■ Excerpt provided ■
-*-*-

By running the same asymmetric key AKE with public key certificates
instead of RPK, key provisioning can be omitted, leading to a more
automated bootstrapping procedure.
These steps provide an example of a migration path in limited scoped
steps from simple to more robust security bootstrapping and
provisioning schemes where each step improves the overall security
and/or simplicity of deployment of the IoT system, although not all
steps are necessarily feasible for the most constrained settings.
In order to allow for these different schemes, the AKE must support
PSK, RPK and certificate based authentication.
Considering the wide variety of deployments it is desirable to
support different schemes for transporting and identifying
credentials, see Section 2 of [I-D.ietf-cose-x509].
2.2. Crypto Agility
Motivated by long deployment lifetimes, the AKE is required to
support crypto agility, including modularity of COSE crypto
algorithms and negotiation of preferred crypto algorithms for OSCORE
and the AKE. The AKE negotiation must be protected against downgrade
attacks.

-*-*-

■ Recorded data ■
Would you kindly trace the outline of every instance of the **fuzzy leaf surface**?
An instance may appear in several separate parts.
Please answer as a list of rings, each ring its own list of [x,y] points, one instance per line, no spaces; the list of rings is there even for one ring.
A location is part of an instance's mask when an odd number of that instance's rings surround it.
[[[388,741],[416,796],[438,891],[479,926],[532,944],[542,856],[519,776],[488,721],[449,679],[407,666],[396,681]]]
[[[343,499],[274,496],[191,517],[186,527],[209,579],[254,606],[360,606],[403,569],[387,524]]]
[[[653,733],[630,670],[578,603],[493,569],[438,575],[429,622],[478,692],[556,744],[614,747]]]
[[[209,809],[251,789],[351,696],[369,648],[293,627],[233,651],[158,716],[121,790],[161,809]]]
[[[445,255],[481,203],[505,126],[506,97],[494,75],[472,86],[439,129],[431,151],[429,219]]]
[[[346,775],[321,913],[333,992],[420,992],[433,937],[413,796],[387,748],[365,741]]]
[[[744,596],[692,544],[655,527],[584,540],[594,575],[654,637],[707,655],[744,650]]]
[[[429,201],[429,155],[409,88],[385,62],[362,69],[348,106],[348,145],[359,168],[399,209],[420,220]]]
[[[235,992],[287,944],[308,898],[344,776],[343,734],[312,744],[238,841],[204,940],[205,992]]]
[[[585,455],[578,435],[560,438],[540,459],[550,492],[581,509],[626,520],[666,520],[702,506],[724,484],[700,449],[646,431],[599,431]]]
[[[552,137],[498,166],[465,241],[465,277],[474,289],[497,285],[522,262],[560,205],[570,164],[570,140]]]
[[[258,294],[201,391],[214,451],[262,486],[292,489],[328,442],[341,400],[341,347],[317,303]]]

-*-*-

■ What this task involves ■
Repeat the key exchange excerpt between "By running the" and "2 of [I-D.ietf-cose-x509].", inclusive, substituting "raw public key" for each "RPK".

■ Reply to the task ■
By running the same asymmetric key AKE with public key certificates
instead of raw public key, key provisioning can be omitted, leading to a more
automated bootstrapping procedure.
These steps provide an example of a migration path in limited scoped
steps from simple to more robust security bootstrapping and
provisioning schemes where each step improves the overall security
and/or simplicity of deployment of the IoT system, although not all
steps are necessarily feasible for the most constrained settings.
In order to allow for these different schemes, the AKE must support
PSK, raw public key and certificate based authentication.
Considering the wide variety of deployments it is desirable to
support different schemes for transporting and identifying
credentials, see Section 2 of [I-D.ietf-cose-x509].